▶ [PROBLEM REQUIREMENTS] Gather every line of the entries below that contains the string "black", and note that case counts.

Outlined labeled areas:
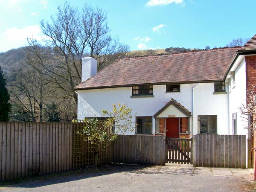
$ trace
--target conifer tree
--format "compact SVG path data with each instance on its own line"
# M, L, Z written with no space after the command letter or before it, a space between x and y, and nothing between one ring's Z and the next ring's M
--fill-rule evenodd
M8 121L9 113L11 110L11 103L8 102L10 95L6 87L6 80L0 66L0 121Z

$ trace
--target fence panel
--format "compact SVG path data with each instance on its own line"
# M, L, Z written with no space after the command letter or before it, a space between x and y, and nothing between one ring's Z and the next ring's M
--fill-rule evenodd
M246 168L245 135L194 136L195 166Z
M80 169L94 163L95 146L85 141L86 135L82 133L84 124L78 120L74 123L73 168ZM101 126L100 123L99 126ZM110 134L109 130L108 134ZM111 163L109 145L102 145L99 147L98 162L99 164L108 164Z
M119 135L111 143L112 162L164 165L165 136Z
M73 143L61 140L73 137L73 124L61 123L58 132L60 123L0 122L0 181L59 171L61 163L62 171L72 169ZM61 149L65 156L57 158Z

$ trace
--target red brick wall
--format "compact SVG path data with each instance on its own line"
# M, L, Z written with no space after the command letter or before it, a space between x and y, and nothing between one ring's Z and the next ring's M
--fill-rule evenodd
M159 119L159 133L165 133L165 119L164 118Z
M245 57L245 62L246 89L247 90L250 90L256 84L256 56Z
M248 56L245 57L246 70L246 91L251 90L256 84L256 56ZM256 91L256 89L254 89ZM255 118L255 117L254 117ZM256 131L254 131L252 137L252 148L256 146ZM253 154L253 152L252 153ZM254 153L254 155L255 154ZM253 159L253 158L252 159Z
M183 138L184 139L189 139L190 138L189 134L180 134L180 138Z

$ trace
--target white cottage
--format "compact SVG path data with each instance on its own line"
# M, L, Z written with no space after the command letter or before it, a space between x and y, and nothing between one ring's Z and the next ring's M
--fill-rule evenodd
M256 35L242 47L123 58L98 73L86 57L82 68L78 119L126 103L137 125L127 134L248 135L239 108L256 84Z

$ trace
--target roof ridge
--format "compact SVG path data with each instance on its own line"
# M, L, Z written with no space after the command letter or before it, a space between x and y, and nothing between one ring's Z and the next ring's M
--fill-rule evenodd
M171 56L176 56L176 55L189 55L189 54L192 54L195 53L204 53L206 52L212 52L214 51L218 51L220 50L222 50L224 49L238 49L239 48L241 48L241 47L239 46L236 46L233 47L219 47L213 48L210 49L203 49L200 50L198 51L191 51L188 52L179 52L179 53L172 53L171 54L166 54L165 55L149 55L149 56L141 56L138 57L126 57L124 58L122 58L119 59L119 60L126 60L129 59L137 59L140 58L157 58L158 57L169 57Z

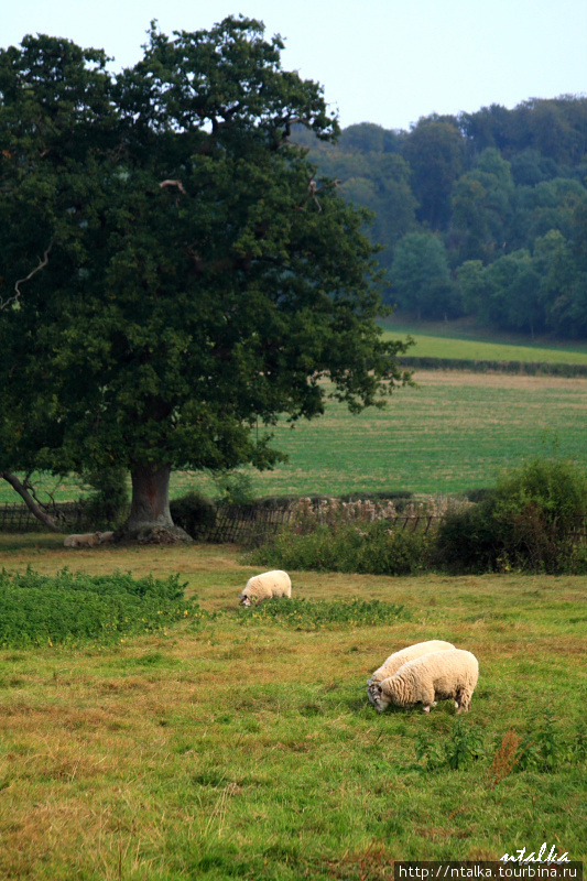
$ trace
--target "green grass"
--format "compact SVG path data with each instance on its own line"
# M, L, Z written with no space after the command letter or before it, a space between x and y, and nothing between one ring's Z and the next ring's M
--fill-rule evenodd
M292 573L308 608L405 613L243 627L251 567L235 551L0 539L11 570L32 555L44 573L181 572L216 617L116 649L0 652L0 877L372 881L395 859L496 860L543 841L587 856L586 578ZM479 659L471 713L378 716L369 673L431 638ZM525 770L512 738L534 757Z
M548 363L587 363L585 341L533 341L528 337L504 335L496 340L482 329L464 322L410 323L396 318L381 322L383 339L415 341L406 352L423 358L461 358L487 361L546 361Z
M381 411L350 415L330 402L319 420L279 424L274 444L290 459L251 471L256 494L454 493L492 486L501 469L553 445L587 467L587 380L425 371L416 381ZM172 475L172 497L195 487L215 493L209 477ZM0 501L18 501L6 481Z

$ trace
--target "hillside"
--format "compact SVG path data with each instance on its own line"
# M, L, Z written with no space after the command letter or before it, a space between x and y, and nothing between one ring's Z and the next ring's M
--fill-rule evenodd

---

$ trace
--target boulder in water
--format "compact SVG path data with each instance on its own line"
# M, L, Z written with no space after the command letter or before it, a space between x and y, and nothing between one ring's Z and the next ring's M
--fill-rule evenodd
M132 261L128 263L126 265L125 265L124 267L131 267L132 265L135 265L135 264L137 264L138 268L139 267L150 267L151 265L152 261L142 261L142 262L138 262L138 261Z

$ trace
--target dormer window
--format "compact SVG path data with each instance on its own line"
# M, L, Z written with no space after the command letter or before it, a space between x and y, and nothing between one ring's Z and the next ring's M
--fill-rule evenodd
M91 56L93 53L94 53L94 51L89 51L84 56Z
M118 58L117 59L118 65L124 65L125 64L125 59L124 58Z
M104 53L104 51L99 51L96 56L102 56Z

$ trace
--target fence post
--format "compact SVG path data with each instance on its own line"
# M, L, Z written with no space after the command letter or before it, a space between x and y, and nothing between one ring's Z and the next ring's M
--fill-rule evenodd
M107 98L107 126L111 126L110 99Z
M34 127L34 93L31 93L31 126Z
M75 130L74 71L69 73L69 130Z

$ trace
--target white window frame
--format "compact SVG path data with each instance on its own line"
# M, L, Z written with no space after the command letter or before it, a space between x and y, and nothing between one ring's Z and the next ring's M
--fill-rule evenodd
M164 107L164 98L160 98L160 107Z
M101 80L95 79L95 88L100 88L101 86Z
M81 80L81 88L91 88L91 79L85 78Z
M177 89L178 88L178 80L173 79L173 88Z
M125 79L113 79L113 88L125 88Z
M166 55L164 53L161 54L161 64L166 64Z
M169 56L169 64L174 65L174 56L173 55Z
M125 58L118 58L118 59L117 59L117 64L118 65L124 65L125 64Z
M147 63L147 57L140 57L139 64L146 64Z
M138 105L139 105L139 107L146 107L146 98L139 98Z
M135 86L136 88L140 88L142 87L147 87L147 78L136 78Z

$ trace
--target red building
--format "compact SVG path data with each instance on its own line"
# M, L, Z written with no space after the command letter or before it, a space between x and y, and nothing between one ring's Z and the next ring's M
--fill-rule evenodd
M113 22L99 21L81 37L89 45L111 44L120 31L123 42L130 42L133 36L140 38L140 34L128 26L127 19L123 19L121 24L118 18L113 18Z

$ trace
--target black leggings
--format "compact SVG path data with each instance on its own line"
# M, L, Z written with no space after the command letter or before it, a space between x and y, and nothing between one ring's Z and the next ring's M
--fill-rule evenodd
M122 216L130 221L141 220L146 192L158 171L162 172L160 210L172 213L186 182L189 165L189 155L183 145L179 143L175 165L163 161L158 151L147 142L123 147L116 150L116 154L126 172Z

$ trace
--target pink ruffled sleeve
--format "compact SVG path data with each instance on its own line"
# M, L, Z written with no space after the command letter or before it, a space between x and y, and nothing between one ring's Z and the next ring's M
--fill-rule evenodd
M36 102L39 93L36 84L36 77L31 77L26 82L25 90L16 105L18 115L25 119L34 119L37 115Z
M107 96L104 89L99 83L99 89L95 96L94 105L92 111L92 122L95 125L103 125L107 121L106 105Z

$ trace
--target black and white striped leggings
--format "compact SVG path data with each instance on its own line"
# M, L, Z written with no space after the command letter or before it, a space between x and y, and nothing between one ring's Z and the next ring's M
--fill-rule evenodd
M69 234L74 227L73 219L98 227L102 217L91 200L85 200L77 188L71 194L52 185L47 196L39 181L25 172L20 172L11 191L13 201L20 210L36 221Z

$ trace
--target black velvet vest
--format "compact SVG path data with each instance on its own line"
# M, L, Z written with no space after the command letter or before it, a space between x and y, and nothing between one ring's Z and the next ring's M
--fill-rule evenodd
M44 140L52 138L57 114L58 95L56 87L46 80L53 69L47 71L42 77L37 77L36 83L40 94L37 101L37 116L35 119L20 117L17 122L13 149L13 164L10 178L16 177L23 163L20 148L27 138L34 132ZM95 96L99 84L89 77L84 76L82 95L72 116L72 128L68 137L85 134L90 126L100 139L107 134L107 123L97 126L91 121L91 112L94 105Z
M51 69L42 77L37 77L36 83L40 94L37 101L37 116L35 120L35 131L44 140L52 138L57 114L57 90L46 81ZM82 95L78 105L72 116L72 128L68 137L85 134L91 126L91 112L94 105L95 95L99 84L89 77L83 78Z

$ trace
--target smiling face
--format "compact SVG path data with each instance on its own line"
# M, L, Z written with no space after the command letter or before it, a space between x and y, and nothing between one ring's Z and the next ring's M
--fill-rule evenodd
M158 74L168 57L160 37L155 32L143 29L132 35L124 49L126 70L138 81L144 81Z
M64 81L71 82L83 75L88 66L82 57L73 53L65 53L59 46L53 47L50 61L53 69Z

▶ [RESPONSE BELOW]
--target black leggings
--target black and white striped leggings
--target black velvet vest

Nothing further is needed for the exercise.